= COSA SI CHIEDE =
Secondo l'articolo sulla tornata elettorale, quanti voti al candidato senza programma basterebbero già a meritare uno studio approfondito?

= ARTICOLO =
****************
Non lo nego, osserverò questa tornata elettorale con molto interesse, con la curiosità di constatare il numero di voti che prenderà il candidato senza programma, partendo dalla considerazione (altrettanto banale) che anche solo cento voti sarebbero da studiare a fondo per capire su quali basi delle persone senzienti, adulte, informate, intelligenti possano concedere (di nuovo) fiducia ad un foglio bianco.

In estrema sintesi: vinca il più meritevole.

Ascolterò con distacco e senza bandiere i vari interventi, con l’assoluta certezza che gli aventi diritto voteranno secondo coscienza e sulla base di quanto un programma convinca più dell’altro.

D’altronde viviamo in Italia, uno Stato con tanti problemi ma basato su una solida democrazia nella quale ogni opinione è tutelata dalla Carta Costituzionale. L’Assemblea Generale rappresenterà la riunione in un solo luogo di tutti gli aventi diritto che certamente non deluderanno coloro da cui hanno ricevuto un mandato per scegliere il futuro dell’Associazione.

E sono certo che, chiacchiere a parte, nessuno sarà così debole da votare senza ragionare.

In ogni caso ieri, oggi e domani:

Ti amo AIA.
****************
Record da un insieme di etichettatura per punti:
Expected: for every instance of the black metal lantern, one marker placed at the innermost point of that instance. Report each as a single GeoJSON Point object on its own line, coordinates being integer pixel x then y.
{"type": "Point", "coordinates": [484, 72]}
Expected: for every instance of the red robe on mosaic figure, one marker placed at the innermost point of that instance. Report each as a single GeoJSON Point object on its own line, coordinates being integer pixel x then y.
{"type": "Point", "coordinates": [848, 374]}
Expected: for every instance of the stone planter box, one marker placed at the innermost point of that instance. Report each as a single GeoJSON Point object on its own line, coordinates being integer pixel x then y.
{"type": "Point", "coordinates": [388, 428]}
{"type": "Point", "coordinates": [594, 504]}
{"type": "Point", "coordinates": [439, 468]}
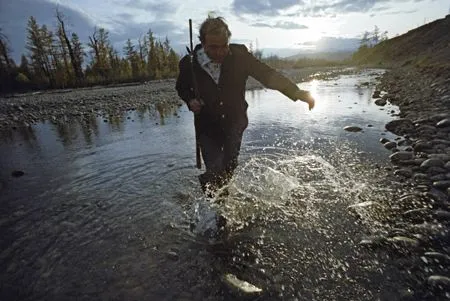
****************
= RISPOSTA CORRETTA =
Anche solo cento voti.